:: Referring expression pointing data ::
▬▬▬▬▬▬

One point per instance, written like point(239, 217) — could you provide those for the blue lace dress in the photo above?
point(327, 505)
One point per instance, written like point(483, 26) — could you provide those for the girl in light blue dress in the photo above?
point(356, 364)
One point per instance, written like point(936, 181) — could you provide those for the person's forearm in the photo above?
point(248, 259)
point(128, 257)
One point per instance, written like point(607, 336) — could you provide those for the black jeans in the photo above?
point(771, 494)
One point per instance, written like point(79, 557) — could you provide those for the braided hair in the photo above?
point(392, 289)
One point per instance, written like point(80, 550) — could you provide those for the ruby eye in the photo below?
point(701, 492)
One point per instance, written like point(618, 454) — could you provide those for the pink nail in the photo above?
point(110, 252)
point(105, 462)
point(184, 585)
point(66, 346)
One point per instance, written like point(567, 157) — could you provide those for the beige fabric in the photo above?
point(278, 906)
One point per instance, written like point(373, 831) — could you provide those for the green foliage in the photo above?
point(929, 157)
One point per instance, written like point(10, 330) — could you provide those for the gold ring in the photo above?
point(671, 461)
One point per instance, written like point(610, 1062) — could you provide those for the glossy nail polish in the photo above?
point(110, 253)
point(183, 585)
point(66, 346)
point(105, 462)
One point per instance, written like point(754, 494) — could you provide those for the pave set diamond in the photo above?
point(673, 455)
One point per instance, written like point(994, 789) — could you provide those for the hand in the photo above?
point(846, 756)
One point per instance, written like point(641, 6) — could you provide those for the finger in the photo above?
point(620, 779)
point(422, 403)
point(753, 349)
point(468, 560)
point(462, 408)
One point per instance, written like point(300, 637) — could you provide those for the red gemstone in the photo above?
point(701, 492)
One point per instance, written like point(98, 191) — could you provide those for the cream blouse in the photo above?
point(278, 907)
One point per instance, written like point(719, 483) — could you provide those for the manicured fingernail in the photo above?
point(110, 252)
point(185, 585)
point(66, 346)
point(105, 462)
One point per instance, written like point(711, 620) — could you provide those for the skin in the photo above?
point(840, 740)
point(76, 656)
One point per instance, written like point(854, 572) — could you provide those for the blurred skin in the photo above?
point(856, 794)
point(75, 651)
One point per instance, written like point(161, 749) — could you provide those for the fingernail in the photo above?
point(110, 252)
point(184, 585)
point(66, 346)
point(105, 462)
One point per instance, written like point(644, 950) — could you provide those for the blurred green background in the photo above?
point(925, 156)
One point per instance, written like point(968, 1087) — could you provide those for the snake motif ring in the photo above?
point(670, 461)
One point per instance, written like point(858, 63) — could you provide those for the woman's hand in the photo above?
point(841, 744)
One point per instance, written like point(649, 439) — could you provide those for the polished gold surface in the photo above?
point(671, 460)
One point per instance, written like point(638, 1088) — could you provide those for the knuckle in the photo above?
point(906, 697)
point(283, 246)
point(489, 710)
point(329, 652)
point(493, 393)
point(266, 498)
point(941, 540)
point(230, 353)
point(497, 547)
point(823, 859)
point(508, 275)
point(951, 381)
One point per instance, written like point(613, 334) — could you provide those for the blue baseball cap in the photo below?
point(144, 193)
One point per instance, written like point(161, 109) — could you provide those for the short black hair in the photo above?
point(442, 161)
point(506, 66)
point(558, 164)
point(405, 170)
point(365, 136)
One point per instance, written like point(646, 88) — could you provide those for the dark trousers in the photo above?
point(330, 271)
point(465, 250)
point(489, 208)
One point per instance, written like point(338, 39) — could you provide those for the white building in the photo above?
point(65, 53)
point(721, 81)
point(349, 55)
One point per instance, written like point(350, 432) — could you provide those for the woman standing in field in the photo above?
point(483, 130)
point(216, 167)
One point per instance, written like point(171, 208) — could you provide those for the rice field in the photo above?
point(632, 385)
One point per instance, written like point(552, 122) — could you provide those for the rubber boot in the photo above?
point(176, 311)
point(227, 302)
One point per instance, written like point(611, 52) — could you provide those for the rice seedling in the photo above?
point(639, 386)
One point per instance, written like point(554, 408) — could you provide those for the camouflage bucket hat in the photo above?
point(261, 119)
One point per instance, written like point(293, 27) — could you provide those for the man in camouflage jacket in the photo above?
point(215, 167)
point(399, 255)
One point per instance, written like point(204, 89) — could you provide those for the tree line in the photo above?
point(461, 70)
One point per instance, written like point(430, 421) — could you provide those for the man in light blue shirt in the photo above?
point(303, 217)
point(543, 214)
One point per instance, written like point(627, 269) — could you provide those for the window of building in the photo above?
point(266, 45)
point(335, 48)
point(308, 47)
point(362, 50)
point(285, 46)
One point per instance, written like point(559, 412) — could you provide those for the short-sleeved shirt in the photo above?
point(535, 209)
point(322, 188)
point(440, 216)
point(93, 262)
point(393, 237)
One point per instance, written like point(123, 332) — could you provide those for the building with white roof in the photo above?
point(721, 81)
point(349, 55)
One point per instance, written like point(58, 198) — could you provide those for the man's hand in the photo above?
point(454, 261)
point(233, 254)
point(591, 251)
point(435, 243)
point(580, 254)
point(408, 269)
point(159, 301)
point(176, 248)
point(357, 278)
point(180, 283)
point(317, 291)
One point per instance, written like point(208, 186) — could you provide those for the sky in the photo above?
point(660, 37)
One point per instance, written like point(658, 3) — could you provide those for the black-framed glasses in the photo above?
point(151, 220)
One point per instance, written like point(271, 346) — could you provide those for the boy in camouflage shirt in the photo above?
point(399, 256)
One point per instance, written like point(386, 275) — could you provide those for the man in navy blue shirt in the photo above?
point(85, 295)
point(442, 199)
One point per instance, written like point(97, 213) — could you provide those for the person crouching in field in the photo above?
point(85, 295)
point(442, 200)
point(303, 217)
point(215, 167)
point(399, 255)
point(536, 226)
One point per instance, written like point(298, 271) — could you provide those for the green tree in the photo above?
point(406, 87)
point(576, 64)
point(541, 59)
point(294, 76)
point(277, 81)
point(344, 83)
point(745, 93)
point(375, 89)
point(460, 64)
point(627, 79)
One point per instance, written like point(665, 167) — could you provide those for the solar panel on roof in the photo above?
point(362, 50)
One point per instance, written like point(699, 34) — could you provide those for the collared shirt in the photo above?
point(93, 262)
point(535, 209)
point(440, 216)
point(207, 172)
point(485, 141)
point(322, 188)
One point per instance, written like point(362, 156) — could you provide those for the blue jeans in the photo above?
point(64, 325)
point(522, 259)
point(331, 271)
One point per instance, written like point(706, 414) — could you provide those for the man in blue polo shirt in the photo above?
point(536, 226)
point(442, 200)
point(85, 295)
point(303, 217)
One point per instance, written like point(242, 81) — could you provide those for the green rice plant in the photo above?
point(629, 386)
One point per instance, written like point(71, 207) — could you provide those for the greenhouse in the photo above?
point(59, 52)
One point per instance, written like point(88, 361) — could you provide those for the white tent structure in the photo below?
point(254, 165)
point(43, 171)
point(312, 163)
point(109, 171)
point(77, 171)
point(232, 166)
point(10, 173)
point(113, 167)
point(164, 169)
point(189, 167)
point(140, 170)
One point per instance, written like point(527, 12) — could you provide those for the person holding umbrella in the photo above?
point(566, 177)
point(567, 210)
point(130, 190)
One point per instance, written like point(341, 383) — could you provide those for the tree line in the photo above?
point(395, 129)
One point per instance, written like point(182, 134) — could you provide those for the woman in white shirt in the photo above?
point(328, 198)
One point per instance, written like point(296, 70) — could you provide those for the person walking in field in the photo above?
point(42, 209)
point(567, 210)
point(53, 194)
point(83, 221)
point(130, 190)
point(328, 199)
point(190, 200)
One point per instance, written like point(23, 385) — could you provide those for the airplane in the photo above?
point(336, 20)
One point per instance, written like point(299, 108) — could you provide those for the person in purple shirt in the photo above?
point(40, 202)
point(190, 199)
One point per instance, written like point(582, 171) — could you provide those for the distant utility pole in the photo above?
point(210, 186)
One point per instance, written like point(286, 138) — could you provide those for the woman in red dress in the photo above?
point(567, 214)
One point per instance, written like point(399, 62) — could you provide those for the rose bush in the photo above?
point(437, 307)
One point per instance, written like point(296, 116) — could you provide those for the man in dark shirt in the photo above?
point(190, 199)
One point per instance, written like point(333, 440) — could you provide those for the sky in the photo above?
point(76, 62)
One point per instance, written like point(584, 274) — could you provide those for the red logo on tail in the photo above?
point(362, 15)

▬▬▬▬▬▬

:: INSTRUCTIONS TO FOLLOW ::
Repeat only the stretch of lines that begins at the line containing "One point per instance, written like point(296, 116)" and ends at the last line above, both included.

:: ANSWER SPACE ::
One point per instance, written like point(296, 116) — could you provide those for the man in dark shirt in the photo above?
point(190, 199)
One point per instance, written like point(333, 440) — could you provide those for the sky in the photo above?
point(76, 62)
One point per instance, written like point(584, 274) — could you provide those for the red logo on tail in the photo above?
point(362, 15)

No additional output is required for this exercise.